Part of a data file
* * * * * * *
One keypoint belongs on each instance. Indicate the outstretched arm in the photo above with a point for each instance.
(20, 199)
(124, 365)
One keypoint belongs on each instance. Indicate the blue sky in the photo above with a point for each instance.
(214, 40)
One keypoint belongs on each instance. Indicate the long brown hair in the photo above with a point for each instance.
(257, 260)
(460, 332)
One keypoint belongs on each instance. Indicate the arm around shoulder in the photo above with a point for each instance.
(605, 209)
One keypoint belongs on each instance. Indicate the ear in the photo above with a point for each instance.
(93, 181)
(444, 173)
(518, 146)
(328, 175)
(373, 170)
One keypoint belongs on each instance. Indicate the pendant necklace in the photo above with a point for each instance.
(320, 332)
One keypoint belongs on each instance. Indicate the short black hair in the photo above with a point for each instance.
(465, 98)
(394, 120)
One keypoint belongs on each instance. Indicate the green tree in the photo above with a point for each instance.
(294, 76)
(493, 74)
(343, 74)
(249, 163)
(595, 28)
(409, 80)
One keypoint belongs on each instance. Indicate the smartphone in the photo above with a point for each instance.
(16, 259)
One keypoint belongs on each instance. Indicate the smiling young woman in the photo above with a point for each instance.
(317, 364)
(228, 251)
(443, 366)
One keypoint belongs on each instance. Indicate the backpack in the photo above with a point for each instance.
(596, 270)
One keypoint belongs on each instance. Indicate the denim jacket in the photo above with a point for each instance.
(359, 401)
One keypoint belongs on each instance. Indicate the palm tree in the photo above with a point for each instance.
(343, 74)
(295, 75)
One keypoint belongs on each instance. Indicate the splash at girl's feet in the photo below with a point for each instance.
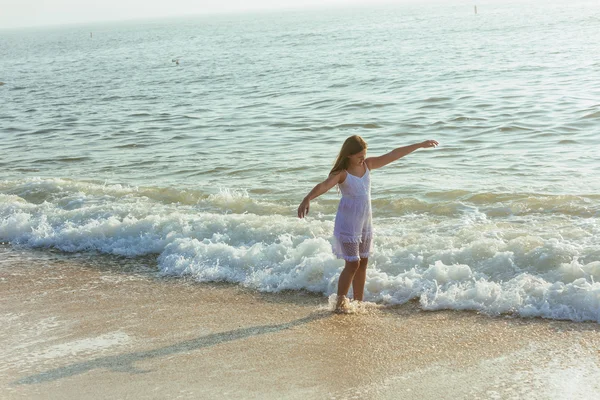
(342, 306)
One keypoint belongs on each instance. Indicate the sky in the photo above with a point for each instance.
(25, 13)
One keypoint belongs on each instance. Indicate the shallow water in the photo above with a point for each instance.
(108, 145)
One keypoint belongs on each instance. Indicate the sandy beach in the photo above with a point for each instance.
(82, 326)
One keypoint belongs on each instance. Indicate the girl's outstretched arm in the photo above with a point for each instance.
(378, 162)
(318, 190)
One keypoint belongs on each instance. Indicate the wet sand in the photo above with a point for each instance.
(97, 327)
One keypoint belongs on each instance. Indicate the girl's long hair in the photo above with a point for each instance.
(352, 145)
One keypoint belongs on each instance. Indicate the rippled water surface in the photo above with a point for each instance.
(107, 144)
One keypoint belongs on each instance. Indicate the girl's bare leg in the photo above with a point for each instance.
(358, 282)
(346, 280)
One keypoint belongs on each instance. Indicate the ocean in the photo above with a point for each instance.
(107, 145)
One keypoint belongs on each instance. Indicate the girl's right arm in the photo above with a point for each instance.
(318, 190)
* * * * * * *
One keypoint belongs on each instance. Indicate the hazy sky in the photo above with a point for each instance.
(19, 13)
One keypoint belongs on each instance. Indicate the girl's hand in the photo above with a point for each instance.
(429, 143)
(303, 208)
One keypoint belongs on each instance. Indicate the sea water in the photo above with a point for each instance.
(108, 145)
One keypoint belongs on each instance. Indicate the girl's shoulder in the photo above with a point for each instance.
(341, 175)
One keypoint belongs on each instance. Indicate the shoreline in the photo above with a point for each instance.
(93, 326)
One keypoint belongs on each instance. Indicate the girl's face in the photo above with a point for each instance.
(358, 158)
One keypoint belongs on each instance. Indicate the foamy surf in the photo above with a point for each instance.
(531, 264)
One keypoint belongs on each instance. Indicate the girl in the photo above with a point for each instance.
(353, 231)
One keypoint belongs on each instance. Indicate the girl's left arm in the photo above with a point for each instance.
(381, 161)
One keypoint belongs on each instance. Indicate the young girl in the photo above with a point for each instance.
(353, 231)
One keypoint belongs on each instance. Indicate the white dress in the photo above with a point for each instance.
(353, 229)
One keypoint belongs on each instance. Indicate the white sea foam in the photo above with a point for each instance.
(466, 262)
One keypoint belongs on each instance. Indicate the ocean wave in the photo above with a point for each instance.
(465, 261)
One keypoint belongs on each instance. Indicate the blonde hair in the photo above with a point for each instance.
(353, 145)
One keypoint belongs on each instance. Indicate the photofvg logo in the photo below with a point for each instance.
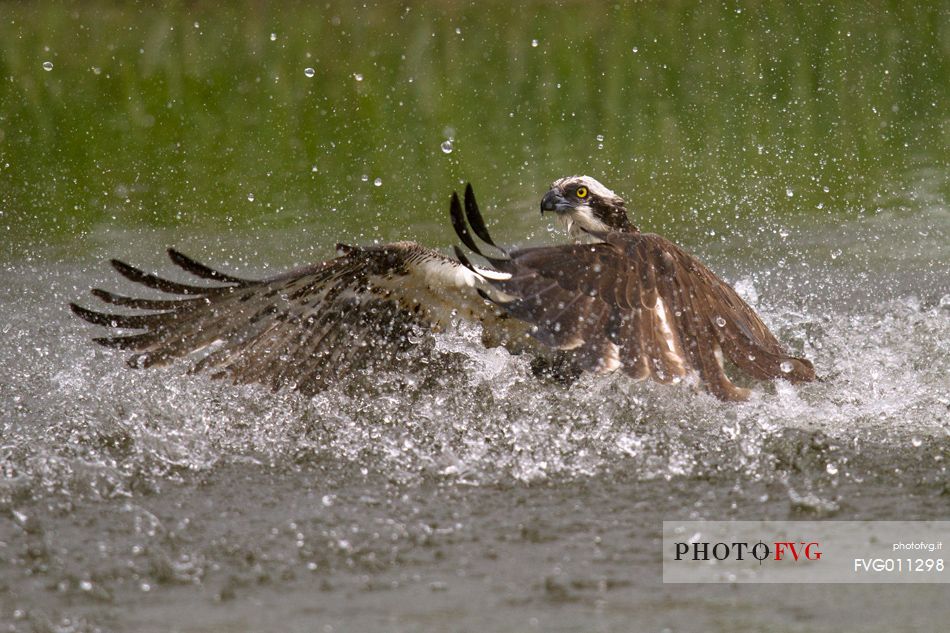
* * * * * * *
TASK DESCRIPTION
Copy the records from the line containing "One keypoint belongs on each instance. Indicate the white sea" through the line containing "One keypoint belongs on each instance. Indicate the photofvg", substituting "breaking wave" for "ocean wave" and leaving everything else unchanged.

EXERCISE SOLUTION
One keypoint belongs on each instance. Indicate the white sea foam in the photo above with a point for each instance.
(466, 262)
One keypoint belongs on each instance. Indicate the breaking wave in the photo above with a point for each instance.
(465, 261)
One keypoint belongs on each instance. Indicate the blonde hair in the photo above with a point for each instance.
(353, 145)
One keypoint belongs on each instance. Indicate the photofvg logo in the photo below with a point for each instance.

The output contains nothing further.